# Any ideas y?



## Newbud (Mar 29, 2009)

Hello all.
I know they dont look bad but 2 days ago my clones were proud as punch, real upright and green, now for some reason they looking bit annoyed.
In coco, less than quater strenght nutes and i watering by weight how i usually do. They all rooted well in cubes and  were fine when put in pots for days. I can already see nice healthy roots if i look at the drainage holes. As you can see they gone a little pale but still green so any ideas?
Only thing i can think is did they get a little cold at night or sumet.
Can someone help please? Didn't have problems before and real new to the game so dunno what my next move.
Cheers guys


----------



## UKgirl420 (Mar 29, 2009)

*maybe just a little to wet for em idk :confused2:*


----------



## occg.hydro (Mar 29, 2009)

what's the ppm and pH at? room temp?


----------



## Newbud (Mar 29, 2009)

ph 5.8, room temps 80 lights on varies 70-75 off, UK man whats ppm carn't remember we use different scale i think.
As a note i forgot to close bedroom window other night?


----------



## blancolighter (Mar 30, 2009)

In that big of a container and that small of a plant, I'm not sure how accurately you could water it by weight, so I'm bettin its overwatered. 

Also, I don't know about coco, but if you are growing in it as if its soil (if that is indeed what you are doing), maybe you should research raising your PH to soil growing levels, once again though, don't know much about it...


----------



## Rockster (Mar 30, 2009)

It's just as Blancolighter says in that your pot is too big and a small plant can't properly dry out a pot like that so an overwatering condition occurs and this most likely is the reason your girls don't look too happy.

They will probably be ok,growing out of the problem really but if it were me I'd gently remove plants and repot in a smaller container.

#### Provided data
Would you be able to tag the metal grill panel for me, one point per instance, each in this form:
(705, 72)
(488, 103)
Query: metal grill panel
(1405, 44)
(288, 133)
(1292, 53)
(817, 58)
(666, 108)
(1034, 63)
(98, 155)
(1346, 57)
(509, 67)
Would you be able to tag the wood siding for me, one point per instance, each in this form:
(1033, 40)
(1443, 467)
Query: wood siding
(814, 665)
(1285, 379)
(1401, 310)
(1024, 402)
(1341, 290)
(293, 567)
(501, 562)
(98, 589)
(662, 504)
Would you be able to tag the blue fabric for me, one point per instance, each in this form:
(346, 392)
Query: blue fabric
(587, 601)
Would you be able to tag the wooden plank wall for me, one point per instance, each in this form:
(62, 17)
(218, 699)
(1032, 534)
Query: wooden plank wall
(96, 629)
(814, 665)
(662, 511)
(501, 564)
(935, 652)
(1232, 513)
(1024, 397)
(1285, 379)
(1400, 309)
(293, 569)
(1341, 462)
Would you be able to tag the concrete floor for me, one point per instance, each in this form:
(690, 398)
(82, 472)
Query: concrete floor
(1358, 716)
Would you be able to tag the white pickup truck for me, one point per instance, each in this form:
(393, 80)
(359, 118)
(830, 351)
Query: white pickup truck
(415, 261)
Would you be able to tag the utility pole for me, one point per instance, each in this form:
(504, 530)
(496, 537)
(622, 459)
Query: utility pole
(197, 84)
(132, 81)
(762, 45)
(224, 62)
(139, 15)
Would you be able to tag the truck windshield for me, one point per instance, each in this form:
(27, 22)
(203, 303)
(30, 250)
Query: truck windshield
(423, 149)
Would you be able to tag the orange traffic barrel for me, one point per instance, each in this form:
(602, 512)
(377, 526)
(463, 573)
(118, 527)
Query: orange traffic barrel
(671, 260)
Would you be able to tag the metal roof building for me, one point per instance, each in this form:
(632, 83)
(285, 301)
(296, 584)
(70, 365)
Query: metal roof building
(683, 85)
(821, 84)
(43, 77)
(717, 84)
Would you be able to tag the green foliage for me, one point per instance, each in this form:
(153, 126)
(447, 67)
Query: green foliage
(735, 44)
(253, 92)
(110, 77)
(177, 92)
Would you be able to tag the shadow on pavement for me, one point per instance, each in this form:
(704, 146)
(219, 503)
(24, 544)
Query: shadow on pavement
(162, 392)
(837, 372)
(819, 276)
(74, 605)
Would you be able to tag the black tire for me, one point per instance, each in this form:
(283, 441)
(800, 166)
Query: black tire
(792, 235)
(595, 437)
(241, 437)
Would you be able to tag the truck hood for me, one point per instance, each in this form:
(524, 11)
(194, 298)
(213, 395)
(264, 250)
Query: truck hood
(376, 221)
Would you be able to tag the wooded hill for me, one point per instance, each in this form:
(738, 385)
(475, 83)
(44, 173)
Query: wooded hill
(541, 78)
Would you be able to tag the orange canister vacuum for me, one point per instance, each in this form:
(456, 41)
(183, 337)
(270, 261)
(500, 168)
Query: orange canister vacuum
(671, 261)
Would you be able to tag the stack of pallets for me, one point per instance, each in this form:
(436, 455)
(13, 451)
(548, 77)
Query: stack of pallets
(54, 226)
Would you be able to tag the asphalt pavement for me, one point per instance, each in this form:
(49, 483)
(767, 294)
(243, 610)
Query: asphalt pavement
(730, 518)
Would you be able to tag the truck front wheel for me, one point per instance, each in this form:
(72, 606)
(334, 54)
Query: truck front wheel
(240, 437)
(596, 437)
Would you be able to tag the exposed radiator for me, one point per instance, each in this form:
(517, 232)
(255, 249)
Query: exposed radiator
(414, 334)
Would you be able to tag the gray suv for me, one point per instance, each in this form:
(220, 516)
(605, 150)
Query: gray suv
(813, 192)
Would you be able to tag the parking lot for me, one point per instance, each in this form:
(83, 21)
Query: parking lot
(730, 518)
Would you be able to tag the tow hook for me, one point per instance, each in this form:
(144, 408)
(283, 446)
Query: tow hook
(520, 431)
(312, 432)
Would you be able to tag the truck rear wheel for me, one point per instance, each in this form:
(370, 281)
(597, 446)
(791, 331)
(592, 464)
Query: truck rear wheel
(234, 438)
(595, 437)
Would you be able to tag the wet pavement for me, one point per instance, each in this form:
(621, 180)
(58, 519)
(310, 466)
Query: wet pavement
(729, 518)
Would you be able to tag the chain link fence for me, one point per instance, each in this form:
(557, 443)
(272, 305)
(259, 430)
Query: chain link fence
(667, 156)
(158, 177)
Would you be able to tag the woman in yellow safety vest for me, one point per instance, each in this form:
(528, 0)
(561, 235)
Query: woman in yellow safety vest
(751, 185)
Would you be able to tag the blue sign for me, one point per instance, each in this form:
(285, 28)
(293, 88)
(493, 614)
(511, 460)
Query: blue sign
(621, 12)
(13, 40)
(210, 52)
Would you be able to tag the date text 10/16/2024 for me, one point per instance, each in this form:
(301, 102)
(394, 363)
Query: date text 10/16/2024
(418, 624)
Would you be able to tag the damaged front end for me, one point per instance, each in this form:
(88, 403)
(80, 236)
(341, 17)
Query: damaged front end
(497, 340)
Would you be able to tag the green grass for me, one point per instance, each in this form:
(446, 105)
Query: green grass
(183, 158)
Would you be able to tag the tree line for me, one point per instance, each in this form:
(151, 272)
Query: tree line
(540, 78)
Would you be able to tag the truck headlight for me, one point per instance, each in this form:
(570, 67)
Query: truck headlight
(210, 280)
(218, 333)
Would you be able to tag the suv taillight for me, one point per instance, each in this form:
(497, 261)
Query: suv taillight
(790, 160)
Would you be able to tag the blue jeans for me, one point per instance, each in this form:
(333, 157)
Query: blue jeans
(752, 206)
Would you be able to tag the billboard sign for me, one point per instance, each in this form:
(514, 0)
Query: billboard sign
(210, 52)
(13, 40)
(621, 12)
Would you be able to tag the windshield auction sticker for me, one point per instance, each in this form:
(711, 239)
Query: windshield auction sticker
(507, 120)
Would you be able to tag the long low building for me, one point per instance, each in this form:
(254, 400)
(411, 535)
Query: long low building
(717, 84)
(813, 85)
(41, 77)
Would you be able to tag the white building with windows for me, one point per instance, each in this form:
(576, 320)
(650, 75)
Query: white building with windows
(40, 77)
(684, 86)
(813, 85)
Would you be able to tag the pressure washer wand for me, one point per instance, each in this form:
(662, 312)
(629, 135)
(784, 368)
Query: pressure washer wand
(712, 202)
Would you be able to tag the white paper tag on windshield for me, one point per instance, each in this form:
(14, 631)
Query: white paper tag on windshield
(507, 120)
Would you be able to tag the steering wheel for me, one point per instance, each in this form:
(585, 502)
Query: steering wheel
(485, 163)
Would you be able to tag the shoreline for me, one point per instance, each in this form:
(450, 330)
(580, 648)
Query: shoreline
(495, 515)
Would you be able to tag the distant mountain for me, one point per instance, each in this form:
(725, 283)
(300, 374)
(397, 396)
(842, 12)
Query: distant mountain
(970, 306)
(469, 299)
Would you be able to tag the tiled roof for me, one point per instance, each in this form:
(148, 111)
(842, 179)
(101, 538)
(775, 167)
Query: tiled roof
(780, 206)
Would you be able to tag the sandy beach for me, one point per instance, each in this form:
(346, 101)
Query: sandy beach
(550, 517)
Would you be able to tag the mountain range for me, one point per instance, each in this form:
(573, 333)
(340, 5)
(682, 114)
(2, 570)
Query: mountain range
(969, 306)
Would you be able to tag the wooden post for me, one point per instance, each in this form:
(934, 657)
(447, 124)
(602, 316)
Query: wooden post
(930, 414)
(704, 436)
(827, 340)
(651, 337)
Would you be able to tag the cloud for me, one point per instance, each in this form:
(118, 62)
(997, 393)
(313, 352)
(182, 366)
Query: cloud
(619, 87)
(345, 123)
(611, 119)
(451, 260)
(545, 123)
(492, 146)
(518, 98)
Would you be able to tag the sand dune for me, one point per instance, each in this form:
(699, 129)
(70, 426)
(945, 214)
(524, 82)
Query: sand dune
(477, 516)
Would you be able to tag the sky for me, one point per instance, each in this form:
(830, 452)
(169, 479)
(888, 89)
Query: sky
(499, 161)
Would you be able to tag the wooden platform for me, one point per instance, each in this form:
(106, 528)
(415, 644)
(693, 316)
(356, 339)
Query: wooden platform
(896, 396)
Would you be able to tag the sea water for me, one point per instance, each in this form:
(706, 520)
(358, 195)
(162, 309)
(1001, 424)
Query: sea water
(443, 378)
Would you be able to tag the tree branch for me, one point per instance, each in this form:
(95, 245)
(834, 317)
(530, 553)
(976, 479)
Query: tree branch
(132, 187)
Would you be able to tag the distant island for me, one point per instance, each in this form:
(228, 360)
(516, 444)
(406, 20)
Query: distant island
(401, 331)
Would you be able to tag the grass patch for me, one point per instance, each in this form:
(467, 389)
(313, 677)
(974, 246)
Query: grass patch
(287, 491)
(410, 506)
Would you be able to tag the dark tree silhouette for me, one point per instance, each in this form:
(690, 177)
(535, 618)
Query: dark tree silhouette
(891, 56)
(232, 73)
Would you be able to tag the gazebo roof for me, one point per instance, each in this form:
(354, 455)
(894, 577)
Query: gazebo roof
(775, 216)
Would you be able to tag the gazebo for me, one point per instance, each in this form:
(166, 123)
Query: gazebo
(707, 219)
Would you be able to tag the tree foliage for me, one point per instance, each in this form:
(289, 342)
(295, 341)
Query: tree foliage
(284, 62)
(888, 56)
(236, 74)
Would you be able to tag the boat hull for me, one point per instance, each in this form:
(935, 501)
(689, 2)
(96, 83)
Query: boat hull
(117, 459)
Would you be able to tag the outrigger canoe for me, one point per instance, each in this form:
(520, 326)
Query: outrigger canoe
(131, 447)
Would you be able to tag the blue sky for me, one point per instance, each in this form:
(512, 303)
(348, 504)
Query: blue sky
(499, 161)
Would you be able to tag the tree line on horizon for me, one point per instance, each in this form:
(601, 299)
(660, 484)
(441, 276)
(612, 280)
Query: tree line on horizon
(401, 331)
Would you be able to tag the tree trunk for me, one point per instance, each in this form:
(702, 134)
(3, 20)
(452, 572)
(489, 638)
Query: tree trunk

#### What to do
Reproduce the part of the thread about the pale clones that opens with the words containing "Only thing i" and closes with "my next move.". The rows have nothing to do with the thread about the pale clones.

#### Exercise result
Only thing i can think is did they get a little cold at night or sumet.
Can someone help please? Didn't have problems before and real new to the game so dunno what my next move.